*Document extract*
A recent survey found that online shoppers return 70% of the clothing they order, more than any other category of purchase. This has an indirect but real impact on the environment.
Online shoppers tend to order multiple sizes and colors, with the intent of sending back the items that don’t fit or aren’t the right color, a practice known as “bracket shopping.” An augmented reality (AR) tool allowing shoppers to see an image of themselves in the garment, however, made them more likely to want to buy it, according to new research by a team including Fatma Baytar, assistant professor of fiber science and apparel design and director of the Body Scan Research Group.
While not as effective as physically trying it on, the researchers found that AR boosted participants’ attitudes toward the garment, potentially improving the experience and efficiency of online shopping.
“Bracket purchases increase shelving and shipping costs,” Baytar said. “We’re hoping these technologies can reduce those costs, while also decreasing the carbon footprint associated with return shipping.”
The study, “Evaluating Garments in Augmented Reality When Shopping Online,” was published April 6 in the Journal of Fashion Marketing and Management.
Current virtual try-on technologies offer two methods of improving online shopping. One involves creating an avatar by inputting key body measurements and then trying clothes on the avatar. The other method is AR – using a computer, phone or tablet screen as a mirror reflecting a shopper and background while overlaying the chosen garments on the shopper’ image.

*What you will do*
Answer these questions on the article about augmented reality in online clothing shopping:
1. What percentage of the clothing they order do online shoppers return, according to the recent survey?
2. What term describes ordering multiple sizes and colors with the intent of sending some back?
3. In which journal was the study published?

*Dataset extract*
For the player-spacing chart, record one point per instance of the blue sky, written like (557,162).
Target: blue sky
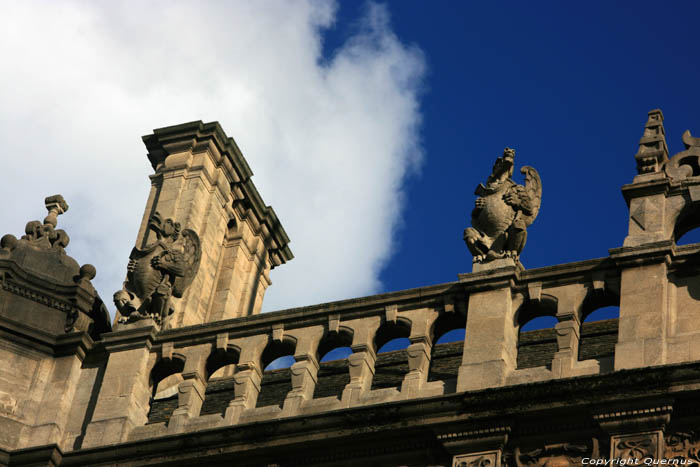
(568,85)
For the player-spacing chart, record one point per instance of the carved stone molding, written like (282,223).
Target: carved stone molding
(557,455)
(635,418)
(478,459)
(683,446)
(639,446)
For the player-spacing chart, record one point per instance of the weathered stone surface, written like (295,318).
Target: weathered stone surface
(197,393)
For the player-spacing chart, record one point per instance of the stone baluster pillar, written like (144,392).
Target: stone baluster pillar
(568,330)
(123,401)
(419,351)
(305,369)
(247,378)
(491,341)
(190,391)
(362,360)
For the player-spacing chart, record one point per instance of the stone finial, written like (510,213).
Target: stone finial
(653,151)
(56,206)
(502,212)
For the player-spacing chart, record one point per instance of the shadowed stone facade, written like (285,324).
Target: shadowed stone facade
(186,383)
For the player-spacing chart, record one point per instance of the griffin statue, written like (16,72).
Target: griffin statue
(503,211)
(161,270)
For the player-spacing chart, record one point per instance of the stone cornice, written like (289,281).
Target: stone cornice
(652,253)
(481,413)
(197,135)
(74,343)
(129,339)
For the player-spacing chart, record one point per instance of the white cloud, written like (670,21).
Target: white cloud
(329,141)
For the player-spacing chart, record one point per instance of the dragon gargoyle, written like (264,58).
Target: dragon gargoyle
(503,211)
(161,270)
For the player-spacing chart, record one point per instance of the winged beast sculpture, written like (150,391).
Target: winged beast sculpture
(503,211)
(158,272)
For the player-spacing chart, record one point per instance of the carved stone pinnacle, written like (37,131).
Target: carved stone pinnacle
(56,206)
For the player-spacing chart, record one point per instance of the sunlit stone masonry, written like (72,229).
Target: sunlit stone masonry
(190,373)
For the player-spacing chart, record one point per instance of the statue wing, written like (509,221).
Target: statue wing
(533,187)
(192,254)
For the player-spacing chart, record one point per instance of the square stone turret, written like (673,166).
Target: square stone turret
(202,186)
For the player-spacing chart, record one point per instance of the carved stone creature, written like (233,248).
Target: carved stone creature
(503,211)
(161,270)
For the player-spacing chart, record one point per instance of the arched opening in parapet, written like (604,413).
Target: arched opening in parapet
(391,366)
(231,229)
(220,368)
(448,332)
(537,341)
(222,363)
(687,228)
(276,382)
(164,379)
(600,315)
(334,372)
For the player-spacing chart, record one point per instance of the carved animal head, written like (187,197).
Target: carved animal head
(164,229)
(504,164)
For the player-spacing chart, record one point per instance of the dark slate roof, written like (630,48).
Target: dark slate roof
(535,348)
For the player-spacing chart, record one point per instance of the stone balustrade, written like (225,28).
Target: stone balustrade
(493,304)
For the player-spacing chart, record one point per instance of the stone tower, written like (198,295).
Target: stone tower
(203,185)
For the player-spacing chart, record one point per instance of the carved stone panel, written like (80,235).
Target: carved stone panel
(478,459)
(683,447)
(639,446)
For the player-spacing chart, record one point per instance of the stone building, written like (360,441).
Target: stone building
(180,376)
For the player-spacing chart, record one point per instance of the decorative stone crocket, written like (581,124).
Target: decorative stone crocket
(503,211)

*Result of the exercise*
1. 70%
2. Bracket shopping
3. The Journal of Fashion Marketing and Management